* **Instructions to follow**: Each line in the entries below that holds the string "person" must be copied.

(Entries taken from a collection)
########
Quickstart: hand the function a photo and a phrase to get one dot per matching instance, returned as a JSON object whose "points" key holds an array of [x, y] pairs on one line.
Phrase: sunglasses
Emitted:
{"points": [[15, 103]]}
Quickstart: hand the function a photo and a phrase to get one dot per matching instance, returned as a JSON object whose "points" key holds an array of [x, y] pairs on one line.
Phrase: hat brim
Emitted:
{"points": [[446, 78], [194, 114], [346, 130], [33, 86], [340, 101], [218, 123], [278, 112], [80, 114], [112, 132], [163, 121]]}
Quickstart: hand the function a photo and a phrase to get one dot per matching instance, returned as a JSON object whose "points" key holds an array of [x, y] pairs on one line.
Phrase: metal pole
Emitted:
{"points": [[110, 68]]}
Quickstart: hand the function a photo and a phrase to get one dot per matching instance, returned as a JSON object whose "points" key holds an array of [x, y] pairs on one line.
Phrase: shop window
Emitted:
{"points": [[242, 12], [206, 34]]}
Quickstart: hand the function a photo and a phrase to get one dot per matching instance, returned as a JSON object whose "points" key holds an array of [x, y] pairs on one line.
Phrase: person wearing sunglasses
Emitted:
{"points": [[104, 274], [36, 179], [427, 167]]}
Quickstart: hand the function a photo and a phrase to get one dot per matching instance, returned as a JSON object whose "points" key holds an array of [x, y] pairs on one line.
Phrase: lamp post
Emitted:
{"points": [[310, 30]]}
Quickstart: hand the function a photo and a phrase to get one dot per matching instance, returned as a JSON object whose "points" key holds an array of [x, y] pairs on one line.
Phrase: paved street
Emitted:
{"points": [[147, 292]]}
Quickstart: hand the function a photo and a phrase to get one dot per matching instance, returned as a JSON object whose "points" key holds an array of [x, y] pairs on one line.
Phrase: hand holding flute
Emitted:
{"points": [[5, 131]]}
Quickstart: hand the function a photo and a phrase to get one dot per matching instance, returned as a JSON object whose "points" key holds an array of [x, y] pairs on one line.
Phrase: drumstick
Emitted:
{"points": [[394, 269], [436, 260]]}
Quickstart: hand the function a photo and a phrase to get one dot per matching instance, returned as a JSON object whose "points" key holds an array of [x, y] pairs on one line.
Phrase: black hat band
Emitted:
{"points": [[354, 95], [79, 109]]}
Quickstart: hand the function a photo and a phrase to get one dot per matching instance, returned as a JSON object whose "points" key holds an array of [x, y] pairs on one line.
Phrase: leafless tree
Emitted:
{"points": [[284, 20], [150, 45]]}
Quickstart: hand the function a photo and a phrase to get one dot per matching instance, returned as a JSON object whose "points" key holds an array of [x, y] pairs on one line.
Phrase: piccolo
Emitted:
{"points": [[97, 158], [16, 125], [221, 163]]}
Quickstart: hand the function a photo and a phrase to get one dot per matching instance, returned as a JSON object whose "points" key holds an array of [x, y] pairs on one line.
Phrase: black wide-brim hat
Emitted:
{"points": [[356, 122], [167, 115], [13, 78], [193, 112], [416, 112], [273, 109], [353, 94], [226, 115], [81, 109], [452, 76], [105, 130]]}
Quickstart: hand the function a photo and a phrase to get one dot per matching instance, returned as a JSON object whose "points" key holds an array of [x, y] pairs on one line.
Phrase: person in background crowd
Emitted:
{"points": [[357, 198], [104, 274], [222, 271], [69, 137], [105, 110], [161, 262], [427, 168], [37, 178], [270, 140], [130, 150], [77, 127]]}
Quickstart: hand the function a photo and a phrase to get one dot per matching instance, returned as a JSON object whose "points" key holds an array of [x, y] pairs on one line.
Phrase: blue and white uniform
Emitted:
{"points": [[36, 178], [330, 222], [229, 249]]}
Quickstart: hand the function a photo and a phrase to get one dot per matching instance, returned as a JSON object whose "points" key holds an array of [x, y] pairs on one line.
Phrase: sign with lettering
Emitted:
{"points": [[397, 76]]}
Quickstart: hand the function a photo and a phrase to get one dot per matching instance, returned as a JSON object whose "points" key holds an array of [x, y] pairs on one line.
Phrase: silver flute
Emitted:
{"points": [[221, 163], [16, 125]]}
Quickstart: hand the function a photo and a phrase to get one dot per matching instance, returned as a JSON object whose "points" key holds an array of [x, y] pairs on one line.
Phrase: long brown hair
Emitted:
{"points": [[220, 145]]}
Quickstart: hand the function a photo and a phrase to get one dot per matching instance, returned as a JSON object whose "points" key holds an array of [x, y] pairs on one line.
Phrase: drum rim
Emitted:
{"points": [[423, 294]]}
########
* **Answer to the exercise**:
Phrase: person wearing sunglasses
Phrase: person in background crowd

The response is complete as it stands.